━━━━━ Data to process

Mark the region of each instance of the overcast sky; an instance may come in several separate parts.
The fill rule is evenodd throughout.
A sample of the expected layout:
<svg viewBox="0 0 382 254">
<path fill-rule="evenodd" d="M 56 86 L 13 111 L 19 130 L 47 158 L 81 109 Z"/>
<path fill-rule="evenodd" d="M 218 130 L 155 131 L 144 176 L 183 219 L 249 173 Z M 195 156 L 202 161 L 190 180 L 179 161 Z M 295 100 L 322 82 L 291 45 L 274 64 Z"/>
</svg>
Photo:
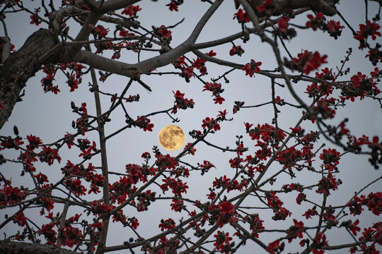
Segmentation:
<svg viewBox="0 0 382 254">
<path fill-rule="evenodd" d="M 177 28 L 171 29 L 173 31 L 173 41 L 171 46 L 175 47 L 183 41 L 184 41 L 192 32 L 194 25 L 199 20 L 204 12 L 209 7 L 207 3 L 201 3 L 199 1 L 185 1 L 185 4 L 179 6 L 180 11 L 170 12 L 168 7 L 165 6 L 165 2 L 158 1 L 157 3 L 151 1 L 146 1 L 144 3 L 139 3 L 142 11 L 139 13 L 139 21 L 141 24 L 149 29 L 151 26 L 160 26 L 161 25 L 172 25 L 179 22 L 185 18 L 185 20 Z M 358 30 L 358 24 L 364 23 L 364 7 L 363 1 L 349 0 L 342 1 L 342 5 L 340 5 L 338 9 L 341 13 L 347 18 L 347 20 L 352 27 Z M 36 7 L 40 2 L 35 1 L 32 4 Z M 377 4 L 371 2 L 369 4 L 369 19 L 375 15 L 375 10 Z M 361 10 L 361 11 L 360 11 Z M 203 30 L 197 42 L 202 42 L 215 40 L 216 38 L 224 37 L 235 32 L 241 31 L 241 26 L 236 20 L 233 20 L 232 17 L 236 12 L 233 1 L 225 1 L 217 12 L 209 21 Z M 297 20 L 303 20 L 301 25 L 304 25 L 307 20 L 307 13 L 301 16 Z M 330 18 L 335 20 L 340 20 L 338 16 Z M 6 21 L 8 25 L 8 30 L 10 34 L 11 42 L 16 45 L 16 49 L 19 49 L 25 42 L 28 36 L 40 27 L 37 28 L 34 25 L 29 25 L 29 14 L 18 13 L 16 15 L 9 15 Z M 344 23 L 341 20 L 341 24 Z M 43 25 L 40 25 L 45 28 Z M 2 29 L 2 28 L 1 28 Z M 75 26 L 71 26 L 71 32 L 76 31 Z M 349 47 L 353 48 L 354 53 L 351 56 L 350 73 L 355 74 L 357 71 L 360 71 L 368 75 L 373 68 L 367 59 L 364 59 L 366 54 L 365 51 L 359 52 L 356 50 L 358 44 L 357 42 L 351 39 L 351 33 L 348 29 L 345 29 L 342 35 L 337 40 L 329 37 L 327 34 L 322 31 L 313 32 L 311 30 L 299 30 L 298 36 L 286 42 L 286 46 L 293 56 L 296 56 L 301 52 L 301 49 L 307 49 L 315 52 L 318 51 L 322 54 L 327 54 L 329 64 L 322 66 L 323 68 L 328 67 L 336 70 L 336 66 L 340 64 L 340 61 L 343 59 L 345 56 L 345 52 Z M 3 36 L 3 31 L 0 30 L 0 36 Z M 380 40 L 380 38 L 378 38 Z M 262 61 L 262 69 L 272 70 L 276 67 L 274 56 L 269 46 L 262 44 L 260 40 L 254 35 L 251 35 L 249 42 L 243 44 L 241 41 L 235 42 L 236 45 L 241 45 L 245 50 L 245 54 L 243 56 L 230 56 L 228 51 L 231 48 L 231 44 L 221 46 L 213 49 L 217 53 L 216 57 L 220 59 L 236 61 L 245 64 L 250 61 L 251 59 L 256 61 Z M 202 50 L 202 52 L 207 52 L 210 49 Z M 284 52 L 282 52 L 286 55 Z M 190 59 L 196 59 L 192 54 L 187 54 Z M 148 54 L 142 54 L 141 59 L 147 57 Z M 137 58 L 133 54 L 127 53 L 122 54 L 120 61 L 132 64 L 137 62 Z M 224 71 L 228 71 L 228 67 L 221 67 L 214 64 L 207 63 L 207 68 L 209 73 L 207 81 L 209 78 L 216 78 L 221 75 Z M 169 68 L 163 68 L 157 70 L 161 71 L 173 71 L 171 66 Z M 74 133 L 71 127 L 71 121 L 77 119 L 77 116 L 71 112 L 70 108 L 70 102 L 74 101 L 77 105 L 81 102 L 86 102 L 88 113 L 96 114 L 93 95 L 88 91 L 88 83 L 90 80 L 84 78 L 80 87 L 74 92 L 70 92 L 69 88 L 65 83 L 64 79 L 58 77 L 56 78 L 57 84 L 59 85 L 61 92 L 59 95 L 51 93 L 44 94 L 40 85 L 40 80 L 42 75 L 41 73 L 32 78 L 27 84 L 25 88 L 25 95 L 23 97 L 23 101 L 18 102 L 15 107 L 12 115 L 8 121 L 4 125 L 0 131 L 1 135 L 12 135 L 13 127 L 16 125 L 20 131 L 21 136 L 25 137 L 27 135 L 33 134 L 42 138 L 44 143 L 50 143 L 56 140 L 62 138 L 66 132 Z M 139 93 L 141 96 L 141 100 L 139 102 L 134 102 L 127 104 L 127 109 L 129 115 L 136 118 L 138 116 L 147 114 L 152 111 L 163 110 L 171 107 L 173 105 L 173 94 L 172 91 L 175 92 L 179 90 L 185 93 L 187 98 L 192 98 L 195 102 L 194 109 L 186 111 L 179 110 L 175 115 L 180 122 L 175 124 L 180 126 L 186 133 L 186 142 L 193 142 L 188 135 L 188 133 L 193 129 L 202 130 L 202 121 L 207 116 L 216 117 L 219 111 L 227 109 L 228 112 L 228 117 L 234 117 L 234 120 L 231 122 L 224 122 L 221 124 L 221 130 L 218 133 L 209 135 L 207 140 L 216 145 L 225 147 L 229 146 L 235 147 L 236 135 L 243 135 L 244 136 L 244 145 L 248 147 L 250 151 L 246 155 L 253 154 L 256 150 L 254 146 L 255 143 L 250 141 L 245 134 L 245 128 L 243 122 L 249 122 L 257 125 L 257 123 L 271 123 L 274 117 L 274 113 L 272 105 L 267 105 L 260 108 L 255 109 L 242 109 L 238 114 L 232 114 L 232 108 L 233 102 L 239 100 L 245 102 L 245 105 L 254 105 L 260 103 L 267 102 L 271 100 L 270 82 L 267 78 L 265 78 L 260 75 L 255 75 L 255 78 L 248 78 L 244 75 L 244 73 L 241 70 L 236 70 L 230 73 L 227 78 L 229 79 L 229 83 L 224 83 L 221 80 L 222 87 L 225 90 L 221 95 L 226 101 L 221 104 L 214 104 L 212 101 L 211 94 L 208 92 L 202 92 L 203 85 L 196 78 L 192 78 L 190 83 L 186 83 L 185 80 L 177 75 L 151 75 L 143 77 L 142 80 L 150 87 L 153 92 L 146 92 L 141 86 L 137 83 L 133 83 L 129 90 L 129 95 L 137 95 Z M 348 77 L 349 79 L 349 76 Z M 127 78 L 112 75 L 108 78 L 104 83 L 100 83 L 100 89 L 102 91 L 108 93 L 120 93 L 127 83 Z M 302 95 L 305 91 L 308 83 L 299 83 L 295 86 L 296 90 Z M 285 101 L 296 103 L 291 97 L 286 88 L 282 89 L 277 87 L 276 95 L 280 96 Z M 303 99 L 308 102 L 307 96 L 301 95 Z M 103 109 L 108 109 L 110 105 L 110 97 L 102 97 Z M 361 136 L 366 134 L 371 137 L 374 135 L 382 135 L 381 131 L 381 123 L 382 123 L 382 114 L 381 108 L 376 101 L 356 99 L 356 103 L 348 103 L 349 105 L 345 109 L 338 109 L 336 117 L 330 121 L 331 124 L 339 123 L 345 118 L 348 117 L 350 121 L 349 126 L 352 131 L 352 134 L 356 136 Z M 294 126 L 299 117 L 301 111 L 294 108 L 283 107 L 280 108 L 282 113 L 279 114 L 279 125 L 280 128 L 287 130 L 289 127 Z M 122 110 L 117 110 L 111 115 L 112 121 L 105 126 L 106 135 L 113 131 L 122 128 L 125 124 L 125 114 Z M 158 143 L 158 134 L 161 129 L 166 125 L 173 124 L 171 119 L 166 114 L 156 115 L 149 118 L 151 123 L 154 124 L 152 132 L 144 132 L 139 128 L 128 128 L 119 135 L 111 138 L 107 143 L 108 159 L 109 163 L 109 169 L 112 171 L 125 172 L 125 167 L 127 164 L 141 164 L 143 160 L 141 155 L 144 152 L 151 152 L 154 145 L 157 145 L 163 153 L 169 153 L 171 156 L 176 156 L 180 151 L 168 152 L 163 150 Z M 303 126 L 308 130 L 315 130 L 316 126 L 310 122 L 304 122 Z M 97 135 L 96 133 L 88 133 L 86 136 L 89 140 L 94 140 L 97 142 Z M 321 138 L 321 141 L 324 141 Z M 98 142 L 97 142 L 98 143 Z M 332 145 L 325 142 L 328 147 L 335 147 Z M 316 146 L 318 147 L 318 145 Z M 185 181 L 189 186 L 187 198 L 192 199 L 199 199 L 202 202 L 207 201 L 206 193 L 209 193 L 208 188 L 212 187 L 212 182 L 215 177 L 219 177 L 224 174 L 227 176 L 232 176 L 234 174 L 233 169 L 229 167 L 228 161 L 233 157 L 233 154 L 223 153 L 221 151 L 211 149 L 205 144 L 200 143 L 196 147 L 197 152 L 195 156 L 187 156 L 182 159 L 196 165 L 197 162 L 202 163 L 204 159 L 207 159 L 213 163 L 216 169 L 212 169 L 208 174 L 201 177 L 199 174 L 194 174 Z M 340 150 L 340 149 L 339 149 Z M 4 154 L 7 154 L 5 152 Z M 63 167 L 67 159 L 72 162 L 79 162 L 79 158 L 77 157 L 77 151 L 69 150 L 63 148 L 60 150 L 60 155 L 62 159 L 60 164 L 54 163 L 52 167 L 47 167 L 45 165 L 36 165 L 41 167 L 41 171 L 50 176 L 50 180 L 54 182 L 54 179 L 59 179 L 61 175 L 60 168 Z M 16 157 L 17 155 L 15 155 Z M 344 184 L 339 187 L 338 191 L 334 192 L 330 197 L 330 201 L 333 205 L 341 205 L 348 200 L 352 195 L 354 191 L 357 191 L 360 188 L 365 186 L 371 180 L 378 178 L 381 175 L 380 171 L 376 171 L 367 161 L 367 157 L 364 156 L 354 156 L 353 155 L 347 155 L 341 158 L 340 164 L 340 171 L 341 174 L 338 174 L 338 178 L 341 179 Z M 94 163 L 99 164 L 99 157 L 94 158 Z M 319 161 L 318 158 L 316 160 Z M 87 165 L 87 164 L 86 164 Z M 278 169 L 278 167 L 273 166 L 274 170 Z M 36 166 L 36 167 L 37 167 Z M 11 163 L 6 163 L 5 165 L 0 166 L 1 173 L 8 177 L 12 176 L 13 183 L 15 185 L 23 184 L 25 186 L 30 185 L 30 179 L 21 178 L 19 176 L 21 168 L 18 165 L 14 165 Z M 294 182 L 299 181 L 302 184 L 314 183 L 317 182 L 318 176 L 311 177 L 311 174 L 301 172 L 297 174 L 298 178 L 293 180 Z M 283 179 L 279 181 L 275 186 L 268 186 L 267 189 L 271 188 L 277 188 L 282 184 L 290 182 L 290 178 L 286 175 L 279 176 Z M 110 177 L 110 181 L 117 180 L 118 177 Z M 381 186 L 379 185 L 379 187 Z M 368 194 L 371 191 L 381 190 L 378 185 L 374 185 L 368 188 L 363 194 Z M 264 214 L 262 219 L 265 221 L 266 228 L 279 228 L 280 225 L 286 225 L 284 228 L 291 224 L 291 219 L 296 218 L 298 220 L 305 221 L 305 219 L 301 215 L 308 208 L 311 208 L 311 205 L 301 205 L 296 207 L 296 194 L 293 193 L 290 198 L 284 198 L 282 200 L 286 204 L 286 207 L 294 212 L 291 217 L 286 222 L 277 222 L 274 223 L 269 219 L 270 216 Z M 318 195 L 317 196 L 318 197 Z M 97 198 L 99 198 L 98 197 Z M 346 200 L 346 201 L 345 201 Z M 288 202 L 291 203 L 289 204 Z M 129 216 L 137 216 L 141 223 L 141 226 L 139 228 L 139 231 L 144 236 L 149 236 L 154 232 L 159 232 L 158 224 L 161 218 L 167 219 L 170 217 L 180 218 L 180 214 L 169 212 L 169 204 L 166 202 L 156 202 L 149 207 L 148 212 L 137 213 L 134 209 L 129 208 L 125 211 L 125 214 Z M 260 205 L 260 204 L 253 204 L 253 205 Z M 190 207 L 190 209 L 192 209 Z M 58 212 L 57 210 L 55 212 Z M 74 214 L 79 211 L 69 211 L 70 214 Z M 9 210 L 0 210 L 0 217 L 4 214 L 11 214 Z M 38 213 L 36 211 L 35 214 Z M 185 214 L 182 214 L 183 216 Z M 268 217 L 267 217 L 268 216 Z M 353 219 L 349 218 L 349 219 Z M 36 218 L 37 219 L 37 218 Z M 361 223 L 364 226 L 371 226 L 372 222 L 378 220 L 374 215 L 368 215 L 362 217 Z M 47 221 L 46 221 L 47 222 Z M 316 221 L 313 221 L 316 222 Z M 313 222 L 312 222 L 313 223 Z M 223 229 L 228 230 L 228 226 L 226 226 Z M 121 234 L 121 229 L 119 226 L 112 226 L 110 231 L 108 239 L 108 246 L 121 244 L 124 241 L 127 240 L 130 236 L 131 231 L 128 230 L 126 233 Z M 0 233 L 6 232 L 7 234 L 11 234 L 15 230 L 20 230 L 16 226 L 9 224 Z M 340 232 L 345 232 L 344 229 L 340 229 Z M 338 232 L 338 231 L 337 231 Z M 331 233 L 328 233 L 330 235 Z M 345 241 L 349 241 L 348 236 L 339 236 L 337 233 L 332 234 L 332 238 L 330 238 L 330 243 L 342 243 Z M 270 243 L 276 238 L 272 235 L 265 235 L 262 240 L 265 243 Z M 297 241 L 296 241 L 297 242 Z M 248 250 L 257 250 L 257 246 L 251 242 L 248 242 L 240 253 L 245 253 Z M 296 250 L 291 250 L 291 251 Z M 241 252 L 243 251 L 243 252 Z M 344 253 L 342 250 L 338 253 Z M 121 252 L 122 253 L 122 252 Z"/>
</svg>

━━━━━━━━━━

## Your goal
Output, as a JSON array of strings with one string per line and blank lines omitted, the lines of the listing from its first line up to and including the line that contains "86 L 13 111".

## Final result
[
  "Mark the region of each instance of the overcast sky; an instance may come in several separate parts.",
  "The fill rule is evenodd throughout.",
  "A sample of the expected layout:",
  "<svg viewBox=\"0 0 382 254\">",
  "<path fill-rule=\"evenodd\" d=\"M 56 86 L 13 111 L 19 130 L 47 158 L 81 109 Z\"/>"
]